### Exercise set:
**a)** List each goal the Society sets out in the Society Against Family Violence text below.
**b)** Please reproduce the Society Against Family Violence text below word for word, starting at "Goals of the" and ending at "be its focus.".

The Society Against Family Violence was birth 30 years ago when it became an Affiliate of the National Council of Social Service and a Member Organisation of the Singapore Council of Women’s Organisations in 1991. Before this, it had a long gestation period beginning with SCWO setting up a Task Force for the Prevention of Violence Against Women in 1986.
The two years of its embryonic stage saw the Task Force holding travelling Exhibitions at various Community Centres and libraries its the message to “Stop Violence Against Women”. Then followed another two years of building networks amongst professionals and researchers from the social services and women’s groups. The year 1990 also saw two seminars, one done jointly with the Singapore Council of Social Services and the Social Work Department of the National University of Singapore and another, as a solo effort on the theme of “The Treatment of Men who Batter: A Workshop for Helping Professionals.”
Our mission is to provide services that prevent and/or reduce the frequency of violence in Singaporean families.
Goals of the Society
To develop and implement programmes that support frontline professionals working with families in crisis.
To develop and implement training/consultancy programmes for personnel to service victims and survivors of family violence.
To develop a clearing house facility which will facilitate the coordination of existing services for victims and survivors of family violence.
The Spirit of the Society
We want to work collaboratively with various social service organisations, women’s groups, government bodies and other professionals such as lawyers, doctors, educationists and people in the field of media. The enormity of the task, to eradicate family violence means that working together and enhancing the role of various professionals such as counsellors, social workers and police officers has to be its focus.

### Listed entries:

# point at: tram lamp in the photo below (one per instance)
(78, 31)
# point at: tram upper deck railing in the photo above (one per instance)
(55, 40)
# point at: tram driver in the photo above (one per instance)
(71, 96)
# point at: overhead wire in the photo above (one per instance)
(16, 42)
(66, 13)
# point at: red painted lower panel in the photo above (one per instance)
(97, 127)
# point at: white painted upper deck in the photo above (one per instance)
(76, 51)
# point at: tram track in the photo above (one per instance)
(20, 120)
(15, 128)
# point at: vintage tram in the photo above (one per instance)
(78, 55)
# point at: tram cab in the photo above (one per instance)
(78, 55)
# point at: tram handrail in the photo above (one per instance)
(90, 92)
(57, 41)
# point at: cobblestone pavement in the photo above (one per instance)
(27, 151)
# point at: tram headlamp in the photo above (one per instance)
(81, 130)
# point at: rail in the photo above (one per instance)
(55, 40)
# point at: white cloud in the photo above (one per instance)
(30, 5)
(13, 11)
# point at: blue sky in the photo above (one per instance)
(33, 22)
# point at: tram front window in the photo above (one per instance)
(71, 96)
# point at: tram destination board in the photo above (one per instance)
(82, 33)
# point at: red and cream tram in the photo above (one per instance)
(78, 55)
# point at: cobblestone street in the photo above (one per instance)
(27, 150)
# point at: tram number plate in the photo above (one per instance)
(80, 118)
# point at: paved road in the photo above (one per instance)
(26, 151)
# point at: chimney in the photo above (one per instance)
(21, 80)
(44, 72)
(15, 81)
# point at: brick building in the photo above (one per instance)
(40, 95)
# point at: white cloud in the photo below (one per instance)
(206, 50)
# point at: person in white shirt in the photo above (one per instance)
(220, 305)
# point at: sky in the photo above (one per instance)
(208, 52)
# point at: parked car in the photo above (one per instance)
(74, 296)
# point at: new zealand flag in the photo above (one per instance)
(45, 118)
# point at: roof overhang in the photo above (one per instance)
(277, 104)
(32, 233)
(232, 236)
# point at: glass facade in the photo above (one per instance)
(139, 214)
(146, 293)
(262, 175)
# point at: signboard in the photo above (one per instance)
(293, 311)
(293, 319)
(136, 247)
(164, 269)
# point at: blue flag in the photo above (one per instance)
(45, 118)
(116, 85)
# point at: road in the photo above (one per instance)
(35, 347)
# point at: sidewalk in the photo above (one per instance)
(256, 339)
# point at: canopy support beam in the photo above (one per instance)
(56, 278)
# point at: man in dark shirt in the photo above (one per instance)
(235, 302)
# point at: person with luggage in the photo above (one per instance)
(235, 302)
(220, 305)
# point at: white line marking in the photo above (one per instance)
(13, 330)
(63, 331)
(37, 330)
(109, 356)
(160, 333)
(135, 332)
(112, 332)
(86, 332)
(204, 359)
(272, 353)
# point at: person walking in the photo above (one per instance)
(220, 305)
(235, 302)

### Written answers:
**a)**
- To develop and implement programmes that support frontline professionals working with families in crisis.
- To develop and implement training/consultancy programmes for personnel to service victims and survivors of family violence.
- To develop a clearing house facility which will facilitate the coordination of existing services for victims and survivors of family violence.

**b)**
Goals of the Society
To develop and implement programmes that support frontline professionals working with families in crisis.
To develop and implement training/consultancy programmes for personnel to service victims and survivors of family violence.
To develop a clearing house facility which will facilitate the coordination of existing services for victims and survivors of family violence.
The Spirit of the Society
We want to work collaboratively with various social service organisations, women’s groups, government bodies and other professionals such as lawyers, doctors, educationists and people in the field of media. The enormity of the task, to eradicate family violence means that working together and enhancing the role of various professionals such as counsellors, social workers and police officers has to be its focus.